═════ Data entries
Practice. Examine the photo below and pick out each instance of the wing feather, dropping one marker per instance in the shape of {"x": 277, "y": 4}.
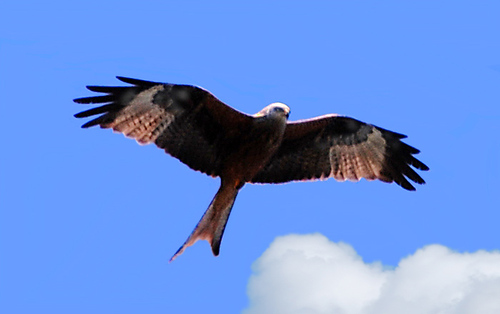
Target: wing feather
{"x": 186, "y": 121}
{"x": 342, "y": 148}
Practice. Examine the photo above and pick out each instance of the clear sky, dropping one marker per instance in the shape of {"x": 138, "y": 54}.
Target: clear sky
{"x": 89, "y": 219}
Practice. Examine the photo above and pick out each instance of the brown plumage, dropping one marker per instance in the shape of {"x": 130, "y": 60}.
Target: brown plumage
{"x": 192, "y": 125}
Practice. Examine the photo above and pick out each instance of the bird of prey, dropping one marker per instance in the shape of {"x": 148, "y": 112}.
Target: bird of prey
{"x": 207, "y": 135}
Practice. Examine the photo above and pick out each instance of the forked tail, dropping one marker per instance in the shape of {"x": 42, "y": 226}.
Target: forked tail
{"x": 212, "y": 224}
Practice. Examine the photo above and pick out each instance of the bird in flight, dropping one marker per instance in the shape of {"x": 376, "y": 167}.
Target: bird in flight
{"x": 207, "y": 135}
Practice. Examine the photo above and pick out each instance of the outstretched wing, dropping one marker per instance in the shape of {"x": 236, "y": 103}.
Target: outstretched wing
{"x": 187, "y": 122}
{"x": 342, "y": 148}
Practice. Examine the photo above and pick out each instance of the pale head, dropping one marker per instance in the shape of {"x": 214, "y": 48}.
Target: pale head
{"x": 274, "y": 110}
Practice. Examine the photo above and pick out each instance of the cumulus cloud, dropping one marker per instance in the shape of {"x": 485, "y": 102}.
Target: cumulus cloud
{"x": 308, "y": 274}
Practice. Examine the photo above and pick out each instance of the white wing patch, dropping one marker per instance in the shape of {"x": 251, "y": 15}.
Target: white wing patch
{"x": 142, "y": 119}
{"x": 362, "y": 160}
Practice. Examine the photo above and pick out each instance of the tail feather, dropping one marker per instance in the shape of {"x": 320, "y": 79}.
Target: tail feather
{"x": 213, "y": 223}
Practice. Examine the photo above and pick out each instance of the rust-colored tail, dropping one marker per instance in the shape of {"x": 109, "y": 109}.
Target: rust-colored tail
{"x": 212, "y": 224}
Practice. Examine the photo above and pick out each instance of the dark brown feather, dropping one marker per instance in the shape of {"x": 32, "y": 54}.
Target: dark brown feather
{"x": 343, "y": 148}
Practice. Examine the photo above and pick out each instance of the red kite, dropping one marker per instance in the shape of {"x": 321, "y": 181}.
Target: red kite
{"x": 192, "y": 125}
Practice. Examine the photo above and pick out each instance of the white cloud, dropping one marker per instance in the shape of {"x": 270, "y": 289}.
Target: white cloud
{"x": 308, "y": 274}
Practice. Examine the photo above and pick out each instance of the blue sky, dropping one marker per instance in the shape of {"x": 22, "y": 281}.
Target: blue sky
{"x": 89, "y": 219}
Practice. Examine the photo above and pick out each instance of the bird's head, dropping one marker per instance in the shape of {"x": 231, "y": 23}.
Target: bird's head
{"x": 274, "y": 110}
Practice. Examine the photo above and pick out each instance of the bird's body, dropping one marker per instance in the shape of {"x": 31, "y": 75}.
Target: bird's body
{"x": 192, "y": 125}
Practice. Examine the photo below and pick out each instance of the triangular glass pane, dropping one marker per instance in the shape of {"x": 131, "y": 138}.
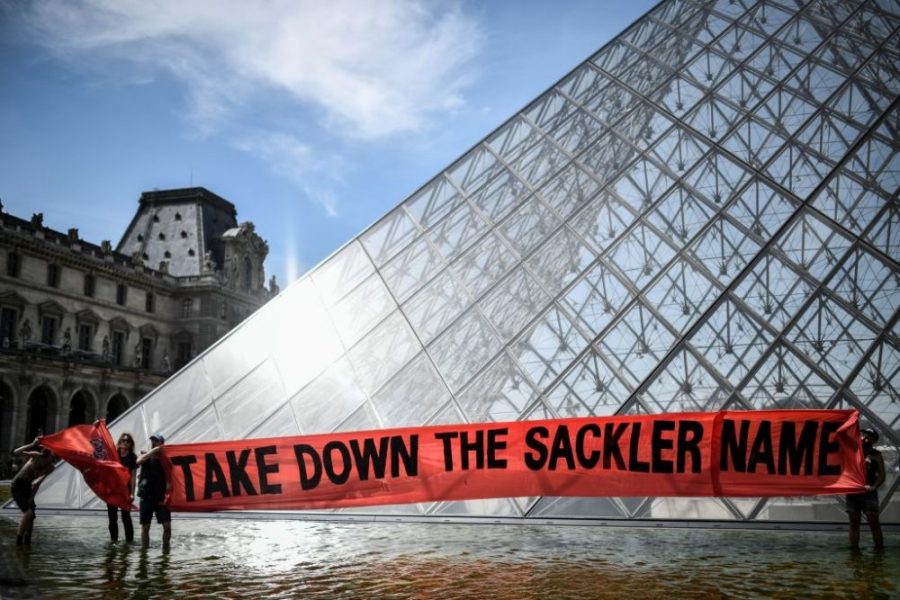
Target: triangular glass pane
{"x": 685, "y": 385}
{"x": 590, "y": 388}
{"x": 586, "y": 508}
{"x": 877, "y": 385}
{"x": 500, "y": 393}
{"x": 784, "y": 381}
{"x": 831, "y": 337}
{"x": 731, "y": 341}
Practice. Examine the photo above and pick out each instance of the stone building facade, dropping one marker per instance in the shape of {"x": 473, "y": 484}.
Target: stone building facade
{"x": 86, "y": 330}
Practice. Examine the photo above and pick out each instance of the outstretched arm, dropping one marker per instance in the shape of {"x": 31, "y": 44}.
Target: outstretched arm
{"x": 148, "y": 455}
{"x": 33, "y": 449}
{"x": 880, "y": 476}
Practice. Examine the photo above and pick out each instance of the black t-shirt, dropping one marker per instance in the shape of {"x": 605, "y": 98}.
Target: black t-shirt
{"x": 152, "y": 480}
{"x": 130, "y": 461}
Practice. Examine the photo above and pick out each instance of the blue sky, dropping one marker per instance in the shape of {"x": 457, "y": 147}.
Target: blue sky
══════════
## Exercise aim:
Print all of the entries word for word. Skip any images they contain.

## Answer to this task:
Practice. Examine the photo below and pick out each instance of the wing feather, dropping one marker per instance in the shape of {"x": 277, "y": 4}.
Target: wing feather
{"x": 186, "y": 121}
{"x": 342, "y": 148}
Practice. Examine the photo above and pick out each instance of the clear sky, dropping one marker per instance in the shape of {"x": 138, "y": 54}.
Target: clear sky
{"x": 89, "y": 219}
Practice. Examine the photo above and pick out each instance of the brown plumage, dropping one marker per instance in the shape of {"x": 130, "y": 60}.
Target: brown plumage
{"x": 192, "y": 125}
Practice. Examine the photo above and pick out each instance of the bird of prey, dropping one marker per instance in the shape of {"x": 148, "y": 112}.
Target: bird of prey
{"x": 207, "y": 135}
Practice. Examine the photo above and pick out each instance of the forked tail, dropping one marker per instance in the shape of {"x": 42, "y": 226}.
Target: forked tail
{"x": 212, "y": 224}
Practice. Examine the photo above and pick out each instance of the bird in flight, dropping one marker per instance in the shape of {"x": 376, "y": 167}.
Target: bird in flight
{"x": 207, "y": 135}
Practice. Examine the photo above and pick out each instance of the outstretched wing, dropping one marker per instance in the shape of {"x": 236, "y": 103}.
Target: outstretched wing
{"x": 187, "y": 122}
{"x": 342, "y": 148}
Practice. Examine the photo above and pick out each instance of the pale head, dropping one marker per instance in the shape of {"x": 214, "y": 48}.
Target: pale head
{"x": 274, "y": 110}
Practice. Examine the photo above and pick out each instance of the cumulus cloud, dropping one marker per instance in the shape of {"x": 485, "y": 102}.
Target: cumulus cloud
{"x": 308, "y": 274}
Practice. Examine the photo above and pick out each instance of the white wing patch, dropping one marker per instance in the shape of {"x": 251, "y": 15}.
Target: white wing patch
{"x": 142, "y": 119}
{"x": 362, "y": 160}
Practice. Examine the photo above and pick out each instance of the tail feather, dropping one marker per instance in the shape of {"x": 320, "y": 79}.
Target: tail feather
{"x": 213, "y": 223}
Practice. Examine the photo above and pick out each instance of the rust-colored tail, dropping one marker per instance in the shape of {"x": 109, "y": 109}.
Target: rust-colored tail
{"x": 212, "y": 224}
Practice. Examine the photo above and pick out each instance of the dark brown feather, dropping one marker per instance in the shape of {"x": 32, "y": 54}.
Target: dark brown feather
{"x": 343, "y": 148}
Practice. Examine the photo above and pick out each instance of the red kite, dropping one marker per instance in the shape of {"x": 321, "y": 181}.
Target: red kite
{"x": 192, "y": 125}
Practice. Examine the photo above and pick out each instance of the white cloud, dropping one marker per instance in the shape of {"x": 270, "y": 289}.
Target: white cloud
{"x": 308, "y": 274}
Practice. Examine the photo above and pick out each instance of the blue sky, dropping one marker per instance in the shape of {"x": 22, "y": 281}.
Target: blue sky
{"x": 89, "y": 219}
Practice. Examine the photo above and pick out each instance of the bird's head, dropping one marker per instance in the shape of {"x": 231, "y": 23}.
Target: bird's head
{"x": 274, "y": 110}
Practice. Examine the photo above and pick out each instance of the bird's body, dropping one marker per instance in the shape of {"x": 31, "y": 75}.
Target: bird's body
{"x": 192, "y": 125}
Practice. Examine the photo below and pick out each instance of the triangular glass pane, dropping one marker per instance in the shape of {"x": 131, "y": 138}.
Target: triangular glass pane
{"x": 685, "y": 385}
{"x": 590, "y": 388}
{"x": 586, "y": 508}
{"x": 877, "y": 385}
{"x": 500, "y": 393}
{"x": 784, "y": 381}
{"x": 831, "y": 337}
{"x": 731, "y": 341}
Practice. Examine the photo above and pick out each instance of the stone building facade, dropping one marker per instance in the shape of {"x": 473, "y": 484}.
Target: stone building facade
{"x": 86, "y": 330}
Practice. Examine the photo above and pick out each instance of the outstretched arm, dropping one marker per instance in the shape of {"x": 31, "y": 44}.
Target: outstretched arm
{"x": 148, "y": 455}
{"x": 33, "y": 449}
{"x": 880, "y": 476}
Practice. Examine the photo above and pick out each instance of the black t-shirt, dropping one marker per instance in the shape of {"x": 605, "y": 98}.
Target: black t-shirt
{"x": 152, "y": 480}
{"x": 130, "y": 461}
Practice. Examine the photo above and pick out each instance of the blue sky, dropping one marker per instance in the shape of {"x": 457, "y": 147}.
Target: blue sky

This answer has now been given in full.